提示文:
##############################
織内将男の山旅の記録

若かりし頃よりの山旅の記録です・・!!

南ア・鳳凰三山紀行(16) 「御座石金山」

2012年05月30日 | 南ア・鳳凰三山紀行
.




南ア・鳳凰三山紀行(16) 「御座石金山」



ところで、山梨県には黒川金山(大菩薩の北部山域)など、山中所々に金山遺跡が見受けられる。

江戸時代に編纂された地誌や今に伝わる伝承を含め、武田信玄による隠し金山と呼ばれる金山が幾つもあったと伝えられている。
それらの中で、塩山市北方の「黒川金山」と身延町(旧下部町)の「湯之奥金山」などが有名であるが、それらの一つに、余り知られていないが「御座石金山」があったという。


ただ、御座石金山に関しては余り文書などの資料は残されてなく、その存在はベールに包まれているともいう。
鳳凰三山の玄関口にあたる御座石鉱泉近くには、古い坑道やその周辺からは含金(?)黒鉱鉱石を採集できるという。

「御座石鉱泉」の人の話では、近くに製煉所跡も残っているようですので改めて、探索する価値もあると言われる。



「御座石鉱泉」前を流れる小武川(こむかわ)を上流に向かうと、堀跡とみられるガレ場があり、その近くに古い坑道が残っている。

「山梨県地質誌」によれば、御座石鉱山は、御坂層群の黒鉱式鉱床および鉱脈とされ、黄鉄鉱、黄銅鉱、閃亜鉛鉱、方鉛鉱、重晶石を含むとされている。

黒鉱に伴う「金」は山梨県の金山では他に例を見ないユニークな存在で、坑道の入口付近やガレ場にには、鉄錆に覆われた部分や石英脈が走る部分がありその近傍に、真っ黒い黒鉱が眠っているという。
##############################
記録一覧:
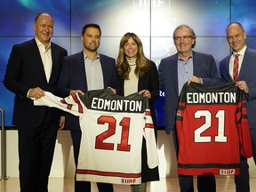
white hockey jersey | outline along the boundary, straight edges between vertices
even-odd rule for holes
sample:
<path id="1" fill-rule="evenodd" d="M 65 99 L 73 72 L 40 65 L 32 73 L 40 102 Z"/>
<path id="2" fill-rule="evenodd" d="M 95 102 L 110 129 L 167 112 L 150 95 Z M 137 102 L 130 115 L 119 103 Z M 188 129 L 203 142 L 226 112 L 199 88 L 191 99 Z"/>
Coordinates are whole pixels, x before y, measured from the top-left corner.
<path id="1" fill-rule="evenodd" d="M 148 101 L 139 93 L 122 97 L 103 89 L 62 99 L 45 92 L 34 105 L 79 116 L 82 139 L 76 180 L 140 184 L 143 137 L 148 167 L 159 164 Z"/>

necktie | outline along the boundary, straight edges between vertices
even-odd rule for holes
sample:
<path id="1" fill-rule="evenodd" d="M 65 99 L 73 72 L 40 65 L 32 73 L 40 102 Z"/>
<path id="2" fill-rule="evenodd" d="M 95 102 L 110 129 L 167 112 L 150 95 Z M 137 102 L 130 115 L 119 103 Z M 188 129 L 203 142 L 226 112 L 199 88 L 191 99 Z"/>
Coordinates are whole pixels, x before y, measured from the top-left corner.
<path id="1" fill-rule="evenodd" d="M 233 80 L 235 82 L 237 81 L 238 77 L 238 67 L 239 67 L 239 54 L 236 54 L 235 60 L 234 60 L 234 66 L 233 66 Z"/>

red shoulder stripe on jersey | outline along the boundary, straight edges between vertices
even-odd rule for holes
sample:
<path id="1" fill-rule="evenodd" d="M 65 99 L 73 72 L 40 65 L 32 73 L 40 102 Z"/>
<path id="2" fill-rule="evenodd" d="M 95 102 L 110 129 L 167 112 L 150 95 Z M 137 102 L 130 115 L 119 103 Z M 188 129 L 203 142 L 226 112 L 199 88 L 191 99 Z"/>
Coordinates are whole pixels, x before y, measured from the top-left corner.
<path id="1" fill-rule="evenodd" d="M 73 105 L 68 104 L 64 99 L 61 100 L 60 102 L 66 104 L 66 105 L 67 105 L 67 108 L 69 109 L 69 110 L 71 110 Z"/>
<path id="2" fill-rule="evenodd" d="M 145 128 L 150 128 L 150 129 L 154 129 L 154 124 L 145 124 Z"/>

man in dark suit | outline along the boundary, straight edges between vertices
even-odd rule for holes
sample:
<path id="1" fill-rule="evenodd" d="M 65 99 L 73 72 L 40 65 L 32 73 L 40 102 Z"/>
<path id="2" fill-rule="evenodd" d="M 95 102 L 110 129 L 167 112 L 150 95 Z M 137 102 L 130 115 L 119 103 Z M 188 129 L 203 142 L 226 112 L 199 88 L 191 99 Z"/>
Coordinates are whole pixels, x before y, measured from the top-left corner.
<path id="1" fill-rule="evenodd" d="M 48 191 L 60 111 L 34 107 L 32 100 L 44 95 L 44 90 L 56 94 L 62 59 L 68 55 L 51 42 L 53 19 L 49 13 L 36 15 L 34 30 L 35 38 L 13 45 L 4 80 L 15 93 L 12 123 L 18 126 L 21 192 Z"/>
<path id="2" fill-rule="evenodd" d="M 256 162 L 256 51 L 245 44 L 246 33 L 239 22 L 230 23 L 226 29 L 227 40 L 232 48 L 232 53 L 220 62 L 220 75 L 224 82 L 236 83 L 246 95 L 247 118 L 249 123 L 252 155 Z M 238 54 L 238 77 L 233 76 L 234 60 Z M 249 166 L 247 159 L 241 156 L 240 175 L 235 176 L 236 189 L 237 192 L 250 191 Z"/>
<path id="3" fill-rule="evenodd" d="M 97 52 L 100 36 L 101 30 L 97 24 L 90 23 L 83 28 L 81 36 L 84 44 L 83 51 L 64 59 L 57 87 L 61 97 L 67 97 L 75 92 L 84 94 L 91 90 L 116 88 L 117 79 L 115 59 Z M 78 117 L 67 114 L 65 127 L 71 132 L 76 167 L 82 135 Z M 112 184 L 97 183 L 97 186 L 100 192 L 113 191 Z M 75 191 L 91 191 L 91 183 L 76 180 Z"/>
<path id="4" fill-rule="evenodd" d="M 218 68 L 212 55 L 194 52 L 196 34 L 190 27 L 180 25 L 173 32 L 173 40 L 178 52 L 164 58 L 159 64 L 160 87 L 165 92 L 164 121 L 165 132 L 172 131 L 174 147 L 178 155 L 179 143 L 176 138 L 175 119 L 179 95 L 185 83 L 195 82 L 205 85 L 220 83 Z M 193 192 L 193 176 L 179 175 L 181 192 Z M 216 191 L 213 175 L 197 177 L 198 191 Z"/>

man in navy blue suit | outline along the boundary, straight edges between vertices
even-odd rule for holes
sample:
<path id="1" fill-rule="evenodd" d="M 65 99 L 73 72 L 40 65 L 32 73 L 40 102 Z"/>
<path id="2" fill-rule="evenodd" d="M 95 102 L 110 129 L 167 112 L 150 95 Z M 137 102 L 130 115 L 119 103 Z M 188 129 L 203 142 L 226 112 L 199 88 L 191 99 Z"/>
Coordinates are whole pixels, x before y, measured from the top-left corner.
<path id="1" fill-rule="evenodd" d="M 159 64 L 160 86 L 165 92 L 164 122 L 165 132 L 172 131 L 174 147 L 178 155 L 179 143 L 176 137 L 175 119 L 179 96 L 184 84 L 195 82 L 205 85 L 220 83 L 218 68 L 210 54 L 193 51 L 196 45 L 196 34 L 188 25 L 180 25 L 173 32 L 177 53 L 164 58 Z M 181 192 L 193 192 L 193 176 L 179 175 Z M 197 177 L 197 188 L 200 192 L 215 192 L 214 175 Z"/>
<path id="2" fill-rule="evenodd" d="M 48 191 L 60 111 L 35 107 L 31 99 L 56 93 L 62 60 L 67 50 L 51 42 L 52 15 L 42 12 L 34 22 L 35 38 L 15 44 L 4 80 L 15 94 L 12 124 L 18 127 L 20 192 Z"/>
<path id="3" fill-rule="evenodd" d="M 90 23 L 83 28 L 81 36 L 84 44 L 83 51 L 64 59 L 57 87 L 61 97 L 75 92 L 84 94 L 91 90 L 116 88 L 116 60 L 97 52 L 100 36 L 101 30 L 99 25 Z M 78 117 L 67 114 L 65 127 L 71 132 L 76 167 L 82 135 Z M 100 192 L 113 191 L 112 184 L 97 183 L 97 186 Z M 75 191 L 91 191 L 91 183 L 76 180 Z"/>
<path id="4" fill-rule="evenodd" d="M 246 95 L 247 118 L 249 123 L 252 156 L 256 162 L 256 50 L 245 44 L 246 33 L 239 22 L 230 23 L 226 29 L 227 40 L 232 52 L 220 62 L 220 75 L 224 82 L 236 83 Z M 238 54 L 238 77 L 233 79 L 233 66 Z M 241 156 L 240 175 L 235 176 L 236 192 L 250 191 L 249 165 L 247 159 Z"/>

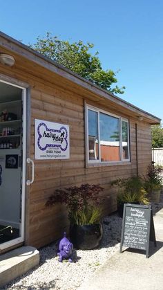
##############################
指示 1: 御座石金山についての文章のうち、「ただ、御座石金山に関しては余」から「黒い黒鉱が眠っているという。」までをそのまま書き写しなさい。
指示 2: 御座石金山についての文章で、「山梨県地質誌」によれば御座石鉱山が含むとされる鉱物をすべて挙げなさい。
指示 3: 御座石金山についての文章を、最後の文の後から書き継ぎなさい。

解答 1:
ただ、御座石金山に関しては余り文書などの資料は残されてなく、その存在はベールに包まれているともいう。
鳳凰三山の玄関口にあたる御座石鉱泉近くには、古い坑道やその周辺からは含金(?)黒鉱鉱石を採集できるという。

「御座石鉱泉」の人の話では、近くに製煉所跡も残っているようですので改めて、探索する価値もあると言われる。



「御座石鉱泉」前を流れる小武川(こむかわ)を上流に向かうと、堀跡とみられるガレ場があり、その近くに古い坑道が残っている。

「山梨県地質誌」によれば、御座石鉱山は、御坂層群の黒鉱式鉱床および鉱脈とされ、黄鉄鉱、黄銅鉱、閃亜鉛鉱、方鉛鉱、重晶石を含むとされている。

黒鉱に伴う「金」は山梨県の金山では他に例を見ないユニークな存在で、坑道の入口付近やガレ場にには、鉄錆に覆われた部分や石英脈が走る部分がありその近傍に、真っ黒い黒鉱が眠っているという。

解答 2: 黄鉄鉱、黄銅鉱、閃亜鉛鉱、方鉛鉱、重晶石

解答 3:
黒鉱とは、日本に特産する銅・亜鉛・鉛などの原料となる暗灰色の緻密な鉱石のことで、黄鉄鉱・黄銅鉱・四面銅鉱・重晶石・石膏などから成り、多少の金・銀を含む。



「御座石鉱泉」の玄関には、御座石鉱山の一部に緑青(ろくしょう;銅の表面に生ずる緑色の錆)を吹いた握りこぶし大のカラミ(鉱滓)が置いてある。

鉱泉の人の話では、昭和21年ごろまで鉱山は採掘しており、カラミ(すらぐ;鉱石を溶錬する際に生ずる、金属分をとった残り滓カス)があちこちの製煉所跡に落ちているとのこと。
古い時代のものは、製煉技術が発達していなかったので、金属分がカラミに含まれ、手に持つと重く感じるとのことであった。



尚、金山経営というのは、新田開発とともに戦国大名の軍事行動の基盤となる富国強兵政策であった。

甲斐の国においても最盛期を迎えていたと言われる大菩薩嶺の黒川金山(旧塩山市鶏冠山、現甲州市)や西八代郡の湯之奥金山や中山金山、南巨摩郡の保金山、それに北巨摩郡の御座石金山などに代表される。

これら本国(甲斐の国)の金山に加え、諏訪郡の金鶏金山や駿河の富士金山や安倍金山など直轄領の拡大で接収された他国の金山でも産出され、武田晴信(信玄)時代の対外的軍事行動を支えた。

しかし、甲斐の国の衰退、特に次代の勝頼時代の衰退とともに金鉱も衰えたといわれるが、それらの事実根拠を関係付ける論説も存在するとされる。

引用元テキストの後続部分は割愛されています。